→ **SUPPLIED PASSAGE**:

----

A JUNK RAID is a planned out, well-executed dejunking venture that could take anywhere from a few weeks to a few months, depending on you and your dedication to it as well as the amount of stuff you have!
We've already discussed that this war on junk is a WAR and thus needs a well-designed PLAN to help make it successful.
Previously we talked about steps 1 and 2:
1. Prepare your Family
2. Set your space priorities
And now we can move on to Step 3!
3. Make a schedule
One of the problems people have with Dejunking and Organizing their homes and spaces is they make it a low priority. It's an undeniable and universal law that we tend to do easy tasks first and postpone or put things off that are more difficult or we deem less than enjoyable. A lot of people say that they want to get a handle on their junk and spaces but it is the executing of this job that we stumble.
I believe one of the best ways you can make it happen is to break up the job into "bite-size pieces" and write down these small jobs on your calendar like you would a doctor's appointment or job interview (remember how we talked about how powerful making written plans are?).
By the way, if you are ready to break up the job into pieces but are wondering where exactly to start, here is a tip:
Start in your master bedroom closet.
Why?

----

→ **RECORDS FOR THIS EXERCISE**:
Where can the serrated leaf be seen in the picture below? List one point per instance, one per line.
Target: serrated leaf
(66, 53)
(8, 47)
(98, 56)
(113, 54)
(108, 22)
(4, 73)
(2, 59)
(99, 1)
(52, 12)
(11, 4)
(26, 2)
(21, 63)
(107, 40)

----

→ **DIRECTIVES**:
#1 Copy the dejunking passage word for word, from start to finish.
#2 Present every line of the records as a numbered list, skipping any blank lines.

→ **OUTPUTS IN ORDER**:
#1
A JUNK RAID is a planned out, well-executed dejunking venture that could take anywhere from a few weeks to a few months, depending on you and your dedication to it as well as the amount of stuff you have!
We've already discussed that this war on junk is a WAR and thus needs a well-designed PLAN to help make it successful.
Previously we talked about steps 1 and 2:
1. Prepare your Family
2. Set your space priorities
And now we can move on to Step 3!
3. Make a schedule
One of the problems people have with Dejunking and Organizing their homes and spaces is they make it a low priority. It's an undeniable and universal law that we tend to do easy tasks first and postpone or put things off that are more difficult or we deem less than enjoyable. A lot of people say that they want to get a handle on their junk and spaces but it is the executing of this job that we stumble.
I believe one of the best ways you can make it happen is to break up the job into "bite-size pieces" and write down these small jobs on your calendar like you would a doctor's appointment or job interview (remember how we talked about how powerful making written plans are?).
By the way, if you are ready to break up the job into pieces but are wondering where exactly to start, here is a tip:
Start in your master bedroom closet.
Why?

#2
1. Where can the serrated leaf be seen in the picture below? List one point per instance, one per line.
2. Target: serrated leaf
3. (66, 53)
4. (8, 47)
5. (98, 56)
6. (113, 54)
7. (108, 22)
8. (4, 73)
9. (2, 59)
10. (99, 1)
11. (52, 12)
12. (11, 4)
13. (26, 2)
14. (21, 63)
15. (107, 40)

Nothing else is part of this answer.